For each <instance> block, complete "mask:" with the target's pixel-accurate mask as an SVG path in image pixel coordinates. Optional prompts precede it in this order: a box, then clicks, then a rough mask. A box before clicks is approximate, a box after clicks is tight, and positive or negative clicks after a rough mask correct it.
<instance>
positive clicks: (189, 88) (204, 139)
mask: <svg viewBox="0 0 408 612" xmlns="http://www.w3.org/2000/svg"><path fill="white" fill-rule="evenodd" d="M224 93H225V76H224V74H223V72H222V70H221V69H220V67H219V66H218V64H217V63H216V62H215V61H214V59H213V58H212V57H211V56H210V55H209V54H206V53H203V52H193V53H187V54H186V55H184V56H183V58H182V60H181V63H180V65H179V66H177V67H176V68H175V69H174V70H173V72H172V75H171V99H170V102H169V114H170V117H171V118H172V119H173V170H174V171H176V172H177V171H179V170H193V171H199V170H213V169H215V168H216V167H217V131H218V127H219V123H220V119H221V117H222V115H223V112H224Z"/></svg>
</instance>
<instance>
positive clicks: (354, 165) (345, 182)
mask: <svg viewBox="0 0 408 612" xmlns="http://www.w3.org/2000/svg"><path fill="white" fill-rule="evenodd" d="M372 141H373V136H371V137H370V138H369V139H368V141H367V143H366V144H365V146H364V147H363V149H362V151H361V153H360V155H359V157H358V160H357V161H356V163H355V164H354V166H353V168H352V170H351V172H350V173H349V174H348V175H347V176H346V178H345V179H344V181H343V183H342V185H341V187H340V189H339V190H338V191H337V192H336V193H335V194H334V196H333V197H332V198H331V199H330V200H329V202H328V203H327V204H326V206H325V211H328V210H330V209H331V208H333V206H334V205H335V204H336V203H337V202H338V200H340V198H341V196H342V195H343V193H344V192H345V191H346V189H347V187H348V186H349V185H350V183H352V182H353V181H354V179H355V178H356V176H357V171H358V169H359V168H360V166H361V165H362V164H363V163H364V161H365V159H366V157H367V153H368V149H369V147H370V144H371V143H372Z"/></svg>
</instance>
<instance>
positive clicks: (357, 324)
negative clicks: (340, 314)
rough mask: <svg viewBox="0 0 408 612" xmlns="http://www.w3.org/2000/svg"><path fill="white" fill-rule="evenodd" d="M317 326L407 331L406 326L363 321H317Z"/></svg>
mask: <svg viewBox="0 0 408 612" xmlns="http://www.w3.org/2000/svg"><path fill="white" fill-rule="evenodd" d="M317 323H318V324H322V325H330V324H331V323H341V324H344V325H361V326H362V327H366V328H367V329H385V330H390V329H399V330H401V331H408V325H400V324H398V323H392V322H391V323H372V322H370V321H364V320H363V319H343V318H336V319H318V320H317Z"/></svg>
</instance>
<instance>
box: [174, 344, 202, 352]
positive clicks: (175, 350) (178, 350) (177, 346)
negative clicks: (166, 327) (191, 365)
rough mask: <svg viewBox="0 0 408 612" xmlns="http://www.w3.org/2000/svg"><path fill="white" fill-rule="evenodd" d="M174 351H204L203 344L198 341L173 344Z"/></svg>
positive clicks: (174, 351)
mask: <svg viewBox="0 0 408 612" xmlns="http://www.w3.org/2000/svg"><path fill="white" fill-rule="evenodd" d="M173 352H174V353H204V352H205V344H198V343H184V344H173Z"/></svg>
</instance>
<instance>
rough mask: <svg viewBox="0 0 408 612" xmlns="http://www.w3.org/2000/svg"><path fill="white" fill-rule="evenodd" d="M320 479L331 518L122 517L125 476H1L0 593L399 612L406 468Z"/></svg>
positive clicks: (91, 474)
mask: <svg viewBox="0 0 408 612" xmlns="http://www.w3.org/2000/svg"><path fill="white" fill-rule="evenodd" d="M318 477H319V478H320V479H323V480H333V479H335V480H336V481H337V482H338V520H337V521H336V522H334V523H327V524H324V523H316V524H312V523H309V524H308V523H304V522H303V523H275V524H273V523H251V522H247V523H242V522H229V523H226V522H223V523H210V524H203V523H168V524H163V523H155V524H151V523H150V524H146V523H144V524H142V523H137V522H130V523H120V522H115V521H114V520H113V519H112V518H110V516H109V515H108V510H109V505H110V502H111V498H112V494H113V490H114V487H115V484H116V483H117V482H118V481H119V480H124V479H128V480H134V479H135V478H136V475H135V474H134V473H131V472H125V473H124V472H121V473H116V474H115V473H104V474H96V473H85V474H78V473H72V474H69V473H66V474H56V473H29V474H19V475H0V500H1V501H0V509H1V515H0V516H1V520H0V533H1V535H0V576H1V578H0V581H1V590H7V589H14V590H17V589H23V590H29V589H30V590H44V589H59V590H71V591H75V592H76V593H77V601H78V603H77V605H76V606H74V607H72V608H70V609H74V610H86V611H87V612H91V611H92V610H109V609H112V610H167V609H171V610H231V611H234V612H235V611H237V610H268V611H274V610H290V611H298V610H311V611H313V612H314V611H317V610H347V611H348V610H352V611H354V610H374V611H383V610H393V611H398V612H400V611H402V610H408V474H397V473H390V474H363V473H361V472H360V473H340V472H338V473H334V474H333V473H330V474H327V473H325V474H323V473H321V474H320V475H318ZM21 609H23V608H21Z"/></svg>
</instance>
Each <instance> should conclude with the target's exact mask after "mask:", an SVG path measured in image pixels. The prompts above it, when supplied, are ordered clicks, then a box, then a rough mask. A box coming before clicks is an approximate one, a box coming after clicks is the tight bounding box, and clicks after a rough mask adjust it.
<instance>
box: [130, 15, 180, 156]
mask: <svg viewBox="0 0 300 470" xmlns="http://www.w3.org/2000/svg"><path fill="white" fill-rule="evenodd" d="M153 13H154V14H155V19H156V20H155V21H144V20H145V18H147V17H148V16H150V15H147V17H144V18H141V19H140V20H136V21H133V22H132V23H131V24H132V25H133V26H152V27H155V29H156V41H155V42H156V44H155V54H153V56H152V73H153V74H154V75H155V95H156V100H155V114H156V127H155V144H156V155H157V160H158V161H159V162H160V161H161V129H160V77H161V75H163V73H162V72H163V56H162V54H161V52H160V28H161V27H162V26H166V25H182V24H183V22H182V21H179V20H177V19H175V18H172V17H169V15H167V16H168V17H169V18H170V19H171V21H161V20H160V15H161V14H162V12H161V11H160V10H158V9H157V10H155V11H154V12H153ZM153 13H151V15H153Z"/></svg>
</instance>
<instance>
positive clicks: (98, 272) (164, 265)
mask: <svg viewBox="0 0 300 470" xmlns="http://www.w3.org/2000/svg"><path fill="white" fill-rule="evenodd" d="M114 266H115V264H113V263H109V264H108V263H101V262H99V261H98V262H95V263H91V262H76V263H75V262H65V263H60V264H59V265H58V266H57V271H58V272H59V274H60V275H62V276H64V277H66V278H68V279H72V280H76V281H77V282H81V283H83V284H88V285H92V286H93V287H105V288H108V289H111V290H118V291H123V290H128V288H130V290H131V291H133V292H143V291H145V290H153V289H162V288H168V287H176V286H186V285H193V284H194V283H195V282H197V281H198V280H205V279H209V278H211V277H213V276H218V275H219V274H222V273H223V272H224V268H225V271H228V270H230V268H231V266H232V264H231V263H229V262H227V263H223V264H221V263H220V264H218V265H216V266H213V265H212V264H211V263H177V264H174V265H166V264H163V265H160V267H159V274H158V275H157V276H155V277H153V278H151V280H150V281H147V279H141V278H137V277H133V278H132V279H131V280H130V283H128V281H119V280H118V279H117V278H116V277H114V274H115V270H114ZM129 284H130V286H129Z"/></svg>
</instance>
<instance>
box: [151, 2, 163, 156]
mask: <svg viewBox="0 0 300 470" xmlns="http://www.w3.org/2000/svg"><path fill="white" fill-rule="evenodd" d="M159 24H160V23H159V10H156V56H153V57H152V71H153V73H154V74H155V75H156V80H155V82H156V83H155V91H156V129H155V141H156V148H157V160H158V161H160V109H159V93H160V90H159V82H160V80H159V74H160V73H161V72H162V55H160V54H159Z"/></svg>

........

* _What you are asked to do_:
Looking at the material above, please copy exactly every line from its first line through the line containing "negative clicks: (340, 314)", with both ends included and nothing else.

* _Solution for this problem_:
For each <instance> block, complete "mask:" with the target's pixel-accurate mask as an SVG path in image pixel coordinates. Optional prompts precede it in this order: a box, then clicks, then a rough mask. A box before clicks is approximate, a box after clicks is tight, and positive or negative clicks after a rough mask correct it.
<instance>
positive clicks: (189, 88) (204, 139)
mask: <svg viewBox="0 0 408 612" xmlns="http://www.w3.org/2000/svg"><path fill="white" fill-rule="evenodd" d="M224 93H225V76H224V74H223V72H222V70H221V69H220V67H219V66H218V64H217V63H216V62H215V61H214V59H213V58H212V57H211V56H210V55H209V54H206V53H203V52H193V53H187V54H186V55H184V56H183V58H182V60H181V63H180V65H179V66H177V67H176V68H175V69H174V70H173V72H172V75H171V99H170V102H169V114H170V117H171V118H172V119H173V170H174V171H176V172H177V171H179V170H193V171H199V170H213V169H215V168H216V167H217V131H218V127H219V123H220V119H221V117H222V115H223V112H224Z"/></svg>
</instance>
<instance>
positive clicks: (354, 165) (345, 182)
mask: <svg viewBox="0 0 408 612" xmlns="http://www.w3.org/2000/svg"><path fill="white" fill-rule="evenodd" d="M372 141H373V136H371V137H370V138H369V139H368V141H367V143H366V144H365V146H364V147H363V149H362V151H361V153H360V155H359V157H358V160H357V161H356V163H355V164H354V166H353V168H352V170H351V172H350V173H349V174H348V175H347V176H346V178H345V179H344V181H343V183H342V185H341V187H340V189H339V190H338V191H337V192H336V193H335V194H334V196H333V197H332V198H331V199H330V200H329V202H328V203H327V204H326V206H325V211H328V210H330V209H331V208H333V206H334V205H335V204H336V203H337V202H338V200H340V198H341V196H342V195H343V193H344V192H345V191H346V189H347V187H348V186H349V185H350V183H352V182H353V181H354V179H355V178H356V176H357V171H358V169H359V168H360V166H361V165H362V164H363V163H364V161H365V159H366V157H367V153H368V149H369V147H370V144H371V143H372Z"/></svg>
</instance>
<instance>
positive clicks: (357, 324)
negative clicks: (340, 314)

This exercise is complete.